[start of Data to use]
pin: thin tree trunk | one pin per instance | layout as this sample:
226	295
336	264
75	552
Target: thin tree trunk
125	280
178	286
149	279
[end of Data to use]
Rewrite the lines above with "tree trunk" changed to "branch" wherever it appears, keeping everything else the same.

(Response to the task):
pin: thin branch | one pin per instance | layout as this sample:
226	295
336	264
75	552
Target: thin branch
125	280
178	286
149	279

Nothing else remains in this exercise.